◆ TASK BRIEF ◆
Lines before the one containing "Locate every instance of the groom's arm" are left out; copy that line and every later line through the end of the data exactly.
---------- RECORDED INFORMATION
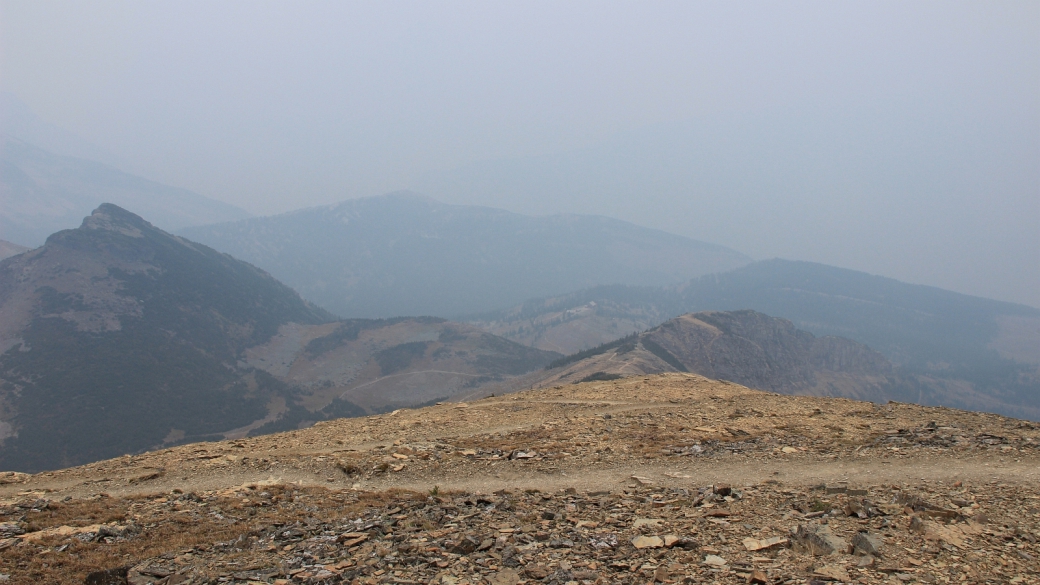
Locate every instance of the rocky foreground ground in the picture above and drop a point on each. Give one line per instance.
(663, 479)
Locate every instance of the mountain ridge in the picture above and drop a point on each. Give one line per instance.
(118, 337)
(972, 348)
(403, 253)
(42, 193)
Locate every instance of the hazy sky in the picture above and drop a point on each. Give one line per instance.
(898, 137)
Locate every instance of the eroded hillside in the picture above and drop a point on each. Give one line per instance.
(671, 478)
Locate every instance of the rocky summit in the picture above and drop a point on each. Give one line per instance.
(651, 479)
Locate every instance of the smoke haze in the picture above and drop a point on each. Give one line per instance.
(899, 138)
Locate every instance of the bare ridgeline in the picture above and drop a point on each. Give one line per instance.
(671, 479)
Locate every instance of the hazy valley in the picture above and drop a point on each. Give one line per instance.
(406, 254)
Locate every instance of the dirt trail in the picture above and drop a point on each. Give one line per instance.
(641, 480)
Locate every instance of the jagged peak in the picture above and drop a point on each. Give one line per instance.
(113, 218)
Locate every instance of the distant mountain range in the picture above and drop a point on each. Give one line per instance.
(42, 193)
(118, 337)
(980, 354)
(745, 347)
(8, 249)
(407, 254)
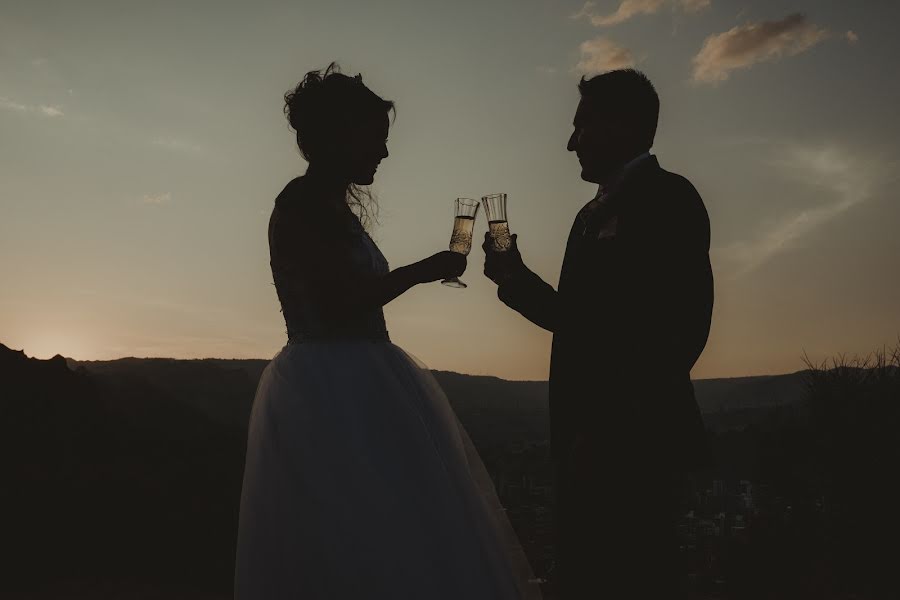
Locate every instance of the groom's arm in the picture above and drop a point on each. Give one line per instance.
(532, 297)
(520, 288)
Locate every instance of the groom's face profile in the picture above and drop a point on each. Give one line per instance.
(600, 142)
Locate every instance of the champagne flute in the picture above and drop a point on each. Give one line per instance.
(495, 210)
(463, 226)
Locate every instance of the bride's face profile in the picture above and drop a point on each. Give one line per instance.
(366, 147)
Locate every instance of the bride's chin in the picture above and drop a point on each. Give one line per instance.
--------------------
◆ THE REPLY ◆
Locate every instance of the groom's arm in the picture above and drop a point on each. Give one line per instance.
(532, 297)
(520, 288)
Locate every instance of the groom's face profile in the picture above and drop a point on each. Give one line per instance.
(600, 142)
Locate every instance of the champagne flute in the picture above and drop a point on each. Give one line per instance.
(495, 210)
(463, 226)
Locate every instance of the bride's face profile in the picture above and drop a point on each. Give one line per instance.
(366, 147)
Locate every instance of the bride's chin in the picture above and drop a point on each. Give one line per instance.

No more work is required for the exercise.